*INSTRUCTION 1*
Answer these questions about the text on the dispute over the 2007 piracy paper, one line each:
(a) In which journal, and in what year, did the Oberholzer-Gee and Strumpf paper appear?
(b) In what month and year, and in which journal, was the critique published?
(c) On what date was the defense by Oberholzer-Gee and Strumpf first submitted to Information Economics and Policy?
*INSTRUCTION 2*
Extend the text on the dispute over the 2007 piracy paper, starting right after its last paragraph.

*QUOTED TEXT*
################
The question above relates to some unusual behavior from a journal editor. As background, I [Liebowitz] have been engaged in a long running dispute regarding the analysis contained in an influential paper published in one of the top three economics journals, the Journal of Political Economy, in 2007. That paper was written by Harvard’s Felix Oberholzer-Gee and Kansas’s Koleman Strumpf and appeared to demonstrate that piracy did not reduce record sales. I have been suspicious of that paper for many reasons. Partly because the authors publicly claimed that they would make their download data public, but never did, and four years later they told reporters they had signed a non-disclosure agreement (while refusing to provide the agreement to those reporters). Partly because Oberholzer-Gee is a coauthor with (the admitted self-plagiarist) Bruno Frey of two virtually identical papers (one in the JPE and one in the AER) that do not cite one another. But mostly because OS have made claims that they either knew were false, or should have known were false.

Although I have been critical of OS (2007) since its publication, it was not until September of 2016 that I published a critique in one of the few economics journals willing to publish comments and replications, Econ Journal Watch (EJW). [I also have a replication of a portion of their paper not reliant on their download data, that is currently under review at a different journal.] The editors of EJW invited Oberholzer-Gee and Strumpf (OS) to submit a response to my critique, to be published concurrently with my critique, but OS instead published their defense in a different journal,Information Economics and Policy (IEP, an Elsevier journal behind a paywall).

OS’s choice of IEP was not surprising. Among other factors, the editor of the journal, Lisa George, was a student of Oberholzer-Gee (he served on her dissertation committee), had coauthored two papers with him, and listed him as one of four references on her CV. IEP clearly fast-tracked the OS paper—it was first submitted to the journal on October 13, and the final draft, dated October 26, thanked three referees and the editor. The paper was published in December, although it often takes over a year from submission to publication in IEP.[1]

I had spent years attempting to get OS to publicly answer questions about their paper, so I was delighted that OS finally publicly defended their paper. Their published defense still left many questions unanswered, however, such as why the reported mean value of their key instrument was four times as large as its true value, but at least OS were now on the record, trying to explain some of their questionable data and results.
################
*EXCERPTED DATA*
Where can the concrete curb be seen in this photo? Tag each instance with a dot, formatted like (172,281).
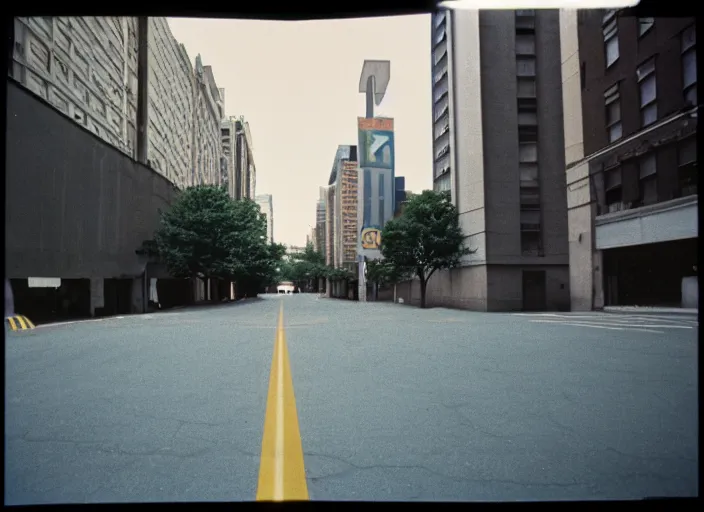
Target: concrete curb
(652,311)
(18,323)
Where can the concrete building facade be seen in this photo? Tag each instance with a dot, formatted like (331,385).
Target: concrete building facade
(497,148)
(86,67)
(266,203)
(630,102)
(237,160)
(320,222)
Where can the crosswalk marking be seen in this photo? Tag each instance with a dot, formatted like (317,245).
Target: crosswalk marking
(582,324)
(641,323)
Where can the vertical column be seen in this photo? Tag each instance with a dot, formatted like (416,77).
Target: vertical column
(137,295)
(143,89)
(97,294)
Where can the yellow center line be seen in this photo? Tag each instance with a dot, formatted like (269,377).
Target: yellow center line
(282,475)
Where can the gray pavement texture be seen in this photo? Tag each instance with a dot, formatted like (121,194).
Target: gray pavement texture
(394,403)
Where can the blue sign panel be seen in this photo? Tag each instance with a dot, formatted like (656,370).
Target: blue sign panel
(377,149)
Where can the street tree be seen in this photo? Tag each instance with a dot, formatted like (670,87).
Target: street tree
(206,234)
(257,258)
(197,236)
(427,237)
(305,266)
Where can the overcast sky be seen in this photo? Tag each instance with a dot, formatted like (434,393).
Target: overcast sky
(297,85)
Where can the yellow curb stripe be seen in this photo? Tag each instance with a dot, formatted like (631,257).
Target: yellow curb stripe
(282,474)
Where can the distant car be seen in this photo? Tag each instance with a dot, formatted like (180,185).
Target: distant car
(285,287)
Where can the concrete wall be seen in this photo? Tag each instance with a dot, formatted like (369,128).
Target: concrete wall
(85,67)
(468,141)
(661,222)
(76,207)
(171,104)
(466,288)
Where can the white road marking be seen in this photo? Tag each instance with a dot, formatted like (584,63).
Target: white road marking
(279,461)
(581,324)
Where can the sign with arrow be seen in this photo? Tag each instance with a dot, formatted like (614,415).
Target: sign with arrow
(376,141)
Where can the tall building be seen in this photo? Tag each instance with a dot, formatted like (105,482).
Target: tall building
(320,222)
(341,208)
(86,67)
(497,127)
(630,95)
(237,162)
(330,223)
(266,204)
(208,114)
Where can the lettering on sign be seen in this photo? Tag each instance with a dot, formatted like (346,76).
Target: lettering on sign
(383,124)
(371,238)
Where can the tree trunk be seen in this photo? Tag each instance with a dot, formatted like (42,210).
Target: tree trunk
(423,283)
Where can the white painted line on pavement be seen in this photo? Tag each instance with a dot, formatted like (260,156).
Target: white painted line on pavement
(581,324)
(279,461)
################
*EXPECTED ANSWER 1*
(a) The Journal of Political Economy, in 2007.
(b) September 2016, in Econ Journal Watch.
(c) October 13.

*EXPECTED ANSWER 2*
As a critic of their work, I took their published defense as a vindication of my concerns. Although their defense was superficially plausible, and was voiced in a confident tone, it was chock full of errors. For example, in EJW I had noted that OS’s data on piracy, which was the main novelty of their analysis, exhibited unusual temporal variability. I knew that OS might claim that this variability was a byproduct from a process of matching their raw piracy data to data on album sales, so I measured the variability of their raw piracy data prior to the matching process, and included a paragraph in EJW explicitly noting that fact. Yet in IEP, OS mischaracterized my analysis and claimed that the surprisingly large temporal variability was due to the matching process. Not only was their claim about my analysis misleading, but their assertion that the matching process could have materially influenced the variability of their data was also incorrect, which was clearly revealed by visual inspection of the data and a correlation of 0.97 between the matched and unmatched series. The icing on the cake was their attempt to demonstrate the validity of their temporal data by claiming a +0.49 correlation of their weekly data with another data set they considered to be unusually reliable. In fact, the correct correlation between those data sets was ‑0.68 (my rejoinder provides the calculations, raw data, and copies of the web pages from which the data were taken). All these errors were found in just the first section of their paper, with later sections continuing in the same vein.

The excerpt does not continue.